Work instructions:
a) In the blog excerpt, how many miles did the writer personally put on the BMW?
b) Rewrite everything from "February 15, 2010" down to "for the cognoscenti])." in the blog excerpt, replacing "car mechanic" with "auto mechanic".
c) Carry on the blog excerpt about the gift of the BMW and the Beatles songbook from the point where it stops.

Text section:
########

In truth, Zero likes all of W's good ideas. Waterboarding, detention-forever-without-trial, no-habeas Bagram, the surge in Afghanistan, warrantless wiretapping, "reform" of Social Security by sending all the dough to the Banker Boyz, forbidding Medicare from volume discounts, hiding torture photos, you name it. Then why oh why won't the Republicans love him? It can't be his ethnicity. Michael Steele is the Chairman of the Republican National Committee. Is it Obama's name? Are they that shallow? What else could O do to prove that he shares every last one of their values, and none of the so-called Democratic "values?" (I know, I know - I can't think of one, either.)

It's bound to happen, so I hope Obama does it soon: appear at a Tea Party rally. Just go for it, man. Pull out all the stops. A guy with your persistence will always win Dad's heart. I mean, really: how can he resist?

February 15, 2010

In my life

A few years ago I gave away my 1990 BMW 325i 4-door sedan to a young Irish fellow from County Cork. I hated to see the car go. I had owned it for 12 years and put 160,000 miles on it. It never needed major mechanical work, I had babied it with oil changes and my own tendency toward conservative driving. Still, it had 230,000 miles (I was its second owner) and I was loath to drop another $1600 on a timing belt change-out, and young Sean, handy fellow that he is, could do that sort of thing himself. So I gave him the car, which for all that did not change his itinerant lifestyle all that much (car mechanic, carpenter, inventor, guitar player, Shabbos goy [that last I leave for the cognoscenti]).

And in return he gave me a book, about the size of a trade paperback, that has all the chords and lyrics to every Beatles tune.

########

Data section:

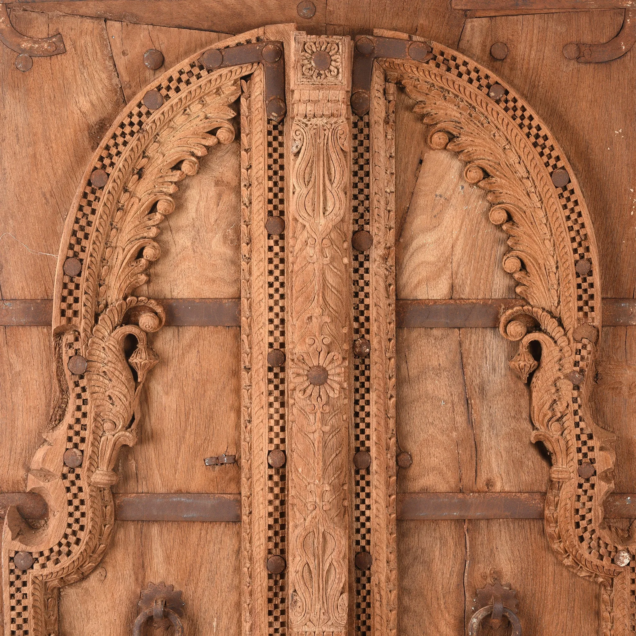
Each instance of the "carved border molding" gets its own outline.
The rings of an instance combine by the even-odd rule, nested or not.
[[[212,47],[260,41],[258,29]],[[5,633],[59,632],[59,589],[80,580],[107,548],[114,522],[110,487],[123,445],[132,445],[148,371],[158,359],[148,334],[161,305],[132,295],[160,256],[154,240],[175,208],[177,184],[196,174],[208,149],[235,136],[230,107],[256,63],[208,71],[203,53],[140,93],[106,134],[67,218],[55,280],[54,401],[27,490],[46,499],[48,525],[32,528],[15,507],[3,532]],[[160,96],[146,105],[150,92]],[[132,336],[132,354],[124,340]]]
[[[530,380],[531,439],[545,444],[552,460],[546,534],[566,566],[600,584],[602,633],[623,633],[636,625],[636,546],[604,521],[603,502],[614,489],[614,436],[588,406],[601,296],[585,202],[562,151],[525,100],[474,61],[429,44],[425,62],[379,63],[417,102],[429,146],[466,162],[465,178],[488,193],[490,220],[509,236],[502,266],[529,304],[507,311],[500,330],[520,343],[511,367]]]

########

Results of the exercise:
a) 160,000 miles

b)
February 15, 2010

In my life

A few years ago I gave away my 1990 BMW 325i 4-door sedan to a young Irish fellow from County Cork. I hated to see the car go. I had owned it for 12 years and put 160,000 miles on it. It never needed major mechanical work, I had babied it with oil changes and my own tendency toward conservative driving. Still, it had 230,000 miles (I was its second owner) and I was loath to drop another $1600 on a timing belt change-out, and young Sean, handy fellow that he is, could do that sort of thing himself. So I gave him the car, which for all that did not change his itinerant lifestyle all that much (auto mechanic, carpenter, inventor, guitar player, Shabbos goy [that last I leave for the cognoscenti]).

c)
I think I may have gotten the better end of the deal. The car eventually died. The complete works of the Beatles never will.

I am of the mind that it takes time, decades at least, for musicians, composers, performers to take their rightful place in the hierarchy of the all-time greats. You can't tell right away what will hold up as the years pass. I would say, without question, that Johann Sebastian Bach belongs there near the top, but he died in 1750. Just the Brandenburg Concertos alone ought to qualify him, but I'm partial (as a string man) to his lute suites, minor masterpieces of contrapuntal art. But what I was thinking, as I thumbed through that Beatles book, something that I had never tumbled to before: the Beatles, and specifically John Lennon & Paul McCartney, were the greatest song writing duo in the history of the Western world.

That one had sort of slipped past me. Now I'm the kind of cornball enthusiast who regularly extols the virtues of such contributors to the Great American Songbook as George & Ira Gershwin, and Richard Rodgers and Lorenz Hart, and Hoagy Carmichael and Duke Ellington, Cole Porter and of course those two guys who wrote all the songs when you can't remember who wrote those songs: Irving Berlin and Harry Warren. But for sheer range, diversity, lyricism, beauty, inventiveness, tunefulness and just simply overwhelming output and consistency of excellence - those two British kids, neither of them formally trained in music theory (or even musical notation), who just heard sounds in their heads, beautiful poetry and unforgettable melodies, over and over again. They were the best.

Why should it not be so? Just because they came of age at the same time I did? Well, so be it. It's my birthday and I shall indulge myself in such subjectivity. Besides: it's true.